Selected excerpt:
-*-*-

At this stage in the cash-burn game, I would think that anyone who would be willing to produce Pentastar parts, on any terms, would be a “supplier of choice” (or, more accurately, “supplier of last resort”) to ChryCo….
Deming’s point #4
4. End lowest tender contracts
End the practice of awarding business solely on the basis of price tag. Instead require meaningful measures of quality along with price. Reduce the number of suppliers for the same item by eliminating those that do not qualify with statistical and other evidence of quality. The aim is to minimize total cost, not merely initial cost, by minimizing variation. This may be achieved by moving toward a single supplier for any one item, on a long term relationship of loyalty and trust. Purchasing managers have a new job, and must learn it.
This doesn’t sound like loyalty and trust to me. Sounds more like how Walmart deals with suppliers.
It has occurred to me that Chrysler is looking for excuses to stall and stop production, not only to avoid building excess inventories but also to find justifications for trimming the workforce.
As it becomes clearer that Cerberus is focused on implementing an outsourcing strategy, you have to wonder why it would bother building more trucks until it has a partner to buy a lot of them.
Cerberus’ priority is on managing its cash flow, which means cutting out unnecessary expenses and delaying initiatives that do not yet have a home. Their money would be better spent on putting the Nissan deal together than on building vehicles that only a rental car company could love.
Isn’t it fascinating how the some folks and some companies think that everybody ELSE owes them a living, benefit of the doubt, whatever – but then when the shoe is on the other foot, they are amazed and angry, insufferable and arrogant?
The comment by Chrysler in this context is essentially saying to their suppliers; “we consider the contract we signed (including what we’d pay) to be “flexible” and we’ve unilaterally decided to pay 25% less than agreed ahead of time for parts – and oh yeah, we’re paying later, too – but if you balk, we’ll sue you for breach of contract”.
Well, good thing I’m not the guy in charge of any Tier 1 suppliers to Cry-slur because there’d be a two-worded response that they’d be getting and it starts with F and ends with Uck You.
Then I’d get the best legal team together and sue CHRYSLER for breach of contract, pull their tools and dies out of my plants and hand them over to Cry-slur post haste. Nope, would not hold them hostage.

-*-*-

Excerpted records:
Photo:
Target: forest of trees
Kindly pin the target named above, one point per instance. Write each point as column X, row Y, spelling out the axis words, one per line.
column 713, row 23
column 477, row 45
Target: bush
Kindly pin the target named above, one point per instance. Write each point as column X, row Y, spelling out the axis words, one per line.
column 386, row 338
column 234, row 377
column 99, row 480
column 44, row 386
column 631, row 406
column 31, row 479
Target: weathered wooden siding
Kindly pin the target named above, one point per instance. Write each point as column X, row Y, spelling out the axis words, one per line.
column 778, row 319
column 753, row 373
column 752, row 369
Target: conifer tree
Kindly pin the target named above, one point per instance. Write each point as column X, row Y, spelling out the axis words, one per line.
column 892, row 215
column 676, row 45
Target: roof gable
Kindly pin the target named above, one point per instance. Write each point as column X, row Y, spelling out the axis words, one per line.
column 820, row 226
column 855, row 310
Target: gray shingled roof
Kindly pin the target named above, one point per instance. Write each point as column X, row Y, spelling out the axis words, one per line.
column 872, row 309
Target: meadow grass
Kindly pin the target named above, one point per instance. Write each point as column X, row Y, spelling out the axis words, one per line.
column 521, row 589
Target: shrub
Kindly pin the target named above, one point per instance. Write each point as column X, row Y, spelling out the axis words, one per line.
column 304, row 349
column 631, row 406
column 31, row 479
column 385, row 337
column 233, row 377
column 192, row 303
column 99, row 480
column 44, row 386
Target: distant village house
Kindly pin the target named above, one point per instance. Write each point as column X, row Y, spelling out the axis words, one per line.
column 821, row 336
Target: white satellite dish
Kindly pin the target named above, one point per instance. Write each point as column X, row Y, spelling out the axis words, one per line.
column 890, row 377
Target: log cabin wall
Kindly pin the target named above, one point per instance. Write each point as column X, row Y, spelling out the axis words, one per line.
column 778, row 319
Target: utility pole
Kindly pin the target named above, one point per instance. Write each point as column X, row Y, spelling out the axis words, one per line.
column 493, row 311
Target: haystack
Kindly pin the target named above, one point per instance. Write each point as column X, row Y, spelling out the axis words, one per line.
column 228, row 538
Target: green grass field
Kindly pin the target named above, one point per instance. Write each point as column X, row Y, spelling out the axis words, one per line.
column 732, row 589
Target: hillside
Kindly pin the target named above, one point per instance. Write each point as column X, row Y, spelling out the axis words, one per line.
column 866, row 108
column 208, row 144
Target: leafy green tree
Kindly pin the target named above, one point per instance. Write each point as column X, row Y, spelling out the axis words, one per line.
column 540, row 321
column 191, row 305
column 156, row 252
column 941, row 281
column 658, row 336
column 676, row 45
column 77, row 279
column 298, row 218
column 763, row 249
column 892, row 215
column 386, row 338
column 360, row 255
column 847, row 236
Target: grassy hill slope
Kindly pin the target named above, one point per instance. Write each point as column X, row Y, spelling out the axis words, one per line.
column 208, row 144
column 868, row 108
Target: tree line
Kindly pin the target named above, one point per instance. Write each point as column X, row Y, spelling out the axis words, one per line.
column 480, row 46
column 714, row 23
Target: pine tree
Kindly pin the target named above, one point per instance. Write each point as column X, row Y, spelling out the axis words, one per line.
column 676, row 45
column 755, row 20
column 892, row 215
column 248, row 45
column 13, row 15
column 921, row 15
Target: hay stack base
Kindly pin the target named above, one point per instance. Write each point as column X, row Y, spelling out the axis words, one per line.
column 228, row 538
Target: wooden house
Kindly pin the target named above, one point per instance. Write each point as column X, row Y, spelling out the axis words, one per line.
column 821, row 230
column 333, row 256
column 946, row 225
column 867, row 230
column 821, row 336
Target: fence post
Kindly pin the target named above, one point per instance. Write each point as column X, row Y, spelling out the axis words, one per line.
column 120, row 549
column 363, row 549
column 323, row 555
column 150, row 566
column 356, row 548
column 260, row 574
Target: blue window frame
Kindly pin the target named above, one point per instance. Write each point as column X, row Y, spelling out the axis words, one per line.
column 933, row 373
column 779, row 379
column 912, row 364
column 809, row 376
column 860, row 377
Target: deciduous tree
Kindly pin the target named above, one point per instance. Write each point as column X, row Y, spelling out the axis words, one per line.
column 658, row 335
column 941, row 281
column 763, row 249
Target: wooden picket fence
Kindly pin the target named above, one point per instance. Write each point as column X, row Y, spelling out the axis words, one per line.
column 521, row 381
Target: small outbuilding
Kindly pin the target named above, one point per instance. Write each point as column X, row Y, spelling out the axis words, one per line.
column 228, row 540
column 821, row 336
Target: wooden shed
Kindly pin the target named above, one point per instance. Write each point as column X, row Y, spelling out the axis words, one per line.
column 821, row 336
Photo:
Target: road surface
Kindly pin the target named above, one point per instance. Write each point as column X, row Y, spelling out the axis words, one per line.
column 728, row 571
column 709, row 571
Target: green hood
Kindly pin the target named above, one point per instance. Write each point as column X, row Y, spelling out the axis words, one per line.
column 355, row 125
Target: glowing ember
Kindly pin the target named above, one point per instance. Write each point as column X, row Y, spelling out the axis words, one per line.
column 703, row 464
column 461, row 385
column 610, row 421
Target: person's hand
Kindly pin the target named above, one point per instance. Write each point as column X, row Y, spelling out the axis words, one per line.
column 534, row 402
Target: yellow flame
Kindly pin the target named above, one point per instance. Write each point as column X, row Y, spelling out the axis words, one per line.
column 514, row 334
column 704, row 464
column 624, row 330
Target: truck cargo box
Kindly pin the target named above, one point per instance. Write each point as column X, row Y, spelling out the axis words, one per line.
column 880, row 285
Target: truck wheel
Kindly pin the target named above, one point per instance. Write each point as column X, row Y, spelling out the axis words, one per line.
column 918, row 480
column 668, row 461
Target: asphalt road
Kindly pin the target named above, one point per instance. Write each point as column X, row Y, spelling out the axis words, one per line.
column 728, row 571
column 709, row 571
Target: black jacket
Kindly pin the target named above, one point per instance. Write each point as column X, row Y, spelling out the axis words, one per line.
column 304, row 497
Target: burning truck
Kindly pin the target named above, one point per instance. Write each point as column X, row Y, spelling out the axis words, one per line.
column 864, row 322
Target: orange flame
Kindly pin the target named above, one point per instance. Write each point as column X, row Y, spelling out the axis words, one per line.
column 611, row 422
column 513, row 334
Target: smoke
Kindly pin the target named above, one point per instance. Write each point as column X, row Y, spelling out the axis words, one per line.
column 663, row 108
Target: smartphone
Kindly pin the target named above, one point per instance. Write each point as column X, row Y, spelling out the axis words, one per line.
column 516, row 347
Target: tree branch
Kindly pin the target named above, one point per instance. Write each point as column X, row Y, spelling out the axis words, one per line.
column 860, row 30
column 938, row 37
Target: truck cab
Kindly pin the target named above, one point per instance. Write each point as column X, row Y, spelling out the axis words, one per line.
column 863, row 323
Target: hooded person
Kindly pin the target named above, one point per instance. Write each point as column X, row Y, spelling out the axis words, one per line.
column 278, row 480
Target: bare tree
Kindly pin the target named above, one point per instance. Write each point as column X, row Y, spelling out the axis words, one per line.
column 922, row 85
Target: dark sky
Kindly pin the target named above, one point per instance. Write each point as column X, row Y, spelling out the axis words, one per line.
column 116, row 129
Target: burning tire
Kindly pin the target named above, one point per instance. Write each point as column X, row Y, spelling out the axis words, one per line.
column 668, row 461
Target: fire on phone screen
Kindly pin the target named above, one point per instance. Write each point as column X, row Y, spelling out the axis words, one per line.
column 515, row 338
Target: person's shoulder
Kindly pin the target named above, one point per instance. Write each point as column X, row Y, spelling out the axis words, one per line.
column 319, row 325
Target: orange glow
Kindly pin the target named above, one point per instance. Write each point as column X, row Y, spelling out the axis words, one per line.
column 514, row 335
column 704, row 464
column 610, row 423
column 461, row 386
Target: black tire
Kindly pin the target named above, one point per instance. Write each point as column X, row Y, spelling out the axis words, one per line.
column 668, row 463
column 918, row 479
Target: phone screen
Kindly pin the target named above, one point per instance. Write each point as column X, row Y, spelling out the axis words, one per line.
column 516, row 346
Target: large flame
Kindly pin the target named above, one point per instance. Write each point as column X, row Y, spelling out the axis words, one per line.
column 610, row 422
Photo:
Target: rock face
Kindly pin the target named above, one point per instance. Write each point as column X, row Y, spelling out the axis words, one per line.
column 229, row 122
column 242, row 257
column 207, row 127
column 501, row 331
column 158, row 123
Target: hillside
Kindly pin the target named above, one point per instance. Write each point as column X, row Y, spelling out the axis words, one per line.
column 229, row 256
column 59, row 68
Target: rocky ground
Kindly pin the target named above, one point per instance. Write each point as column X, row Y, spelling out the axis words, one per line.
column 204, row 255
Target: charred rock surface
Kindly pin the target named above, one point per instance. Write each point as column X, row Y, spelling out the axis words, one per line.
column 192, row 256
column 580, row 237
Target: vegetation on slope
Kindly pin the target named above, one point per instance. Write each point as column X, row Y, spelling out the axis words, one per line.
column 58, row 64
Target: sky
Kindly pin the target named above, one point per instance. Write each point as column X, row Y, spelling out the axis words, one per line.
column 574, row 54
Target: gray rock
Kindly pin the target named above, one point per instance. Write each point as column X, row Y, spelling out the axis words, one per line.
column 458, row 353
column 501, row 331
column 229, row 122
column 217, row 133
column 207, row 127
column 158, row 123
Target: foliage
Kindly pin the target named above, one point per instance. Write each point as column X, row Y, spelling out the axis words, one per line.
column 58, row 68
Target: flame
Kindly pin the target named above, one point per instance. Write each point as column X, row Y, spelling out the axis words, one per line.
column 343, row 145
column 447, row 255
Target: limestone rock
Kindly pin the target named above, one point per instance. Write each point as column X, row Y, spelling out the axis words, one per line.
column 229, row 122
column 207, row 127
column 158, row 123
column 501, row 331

-*-*-

Set exercise:
In the supplier discussion, do these statements agree with it: (a) Deming's point #4 favors moving toward a single supplier for any one item; (b) Cerberus's priority is building more vehicles; (c) the writer of the last paragraph would keep Chrysler's tools and dies as leverage? Answer yes or no for each, quoting the decisive words. The entries were drawn from a separate source.

Response to this exercise:
(a) Yes: "This may be achieved by moving toward a single supplier for any one item, on a long term relationship of loyalty and trust."
(b) No: "Cerberus’ priority is on managing its cash flow, which means cutting out unnecessary expenses and delaying initiatives that do not yet have a home."
(c) No: "Nope, would not hold them hostage."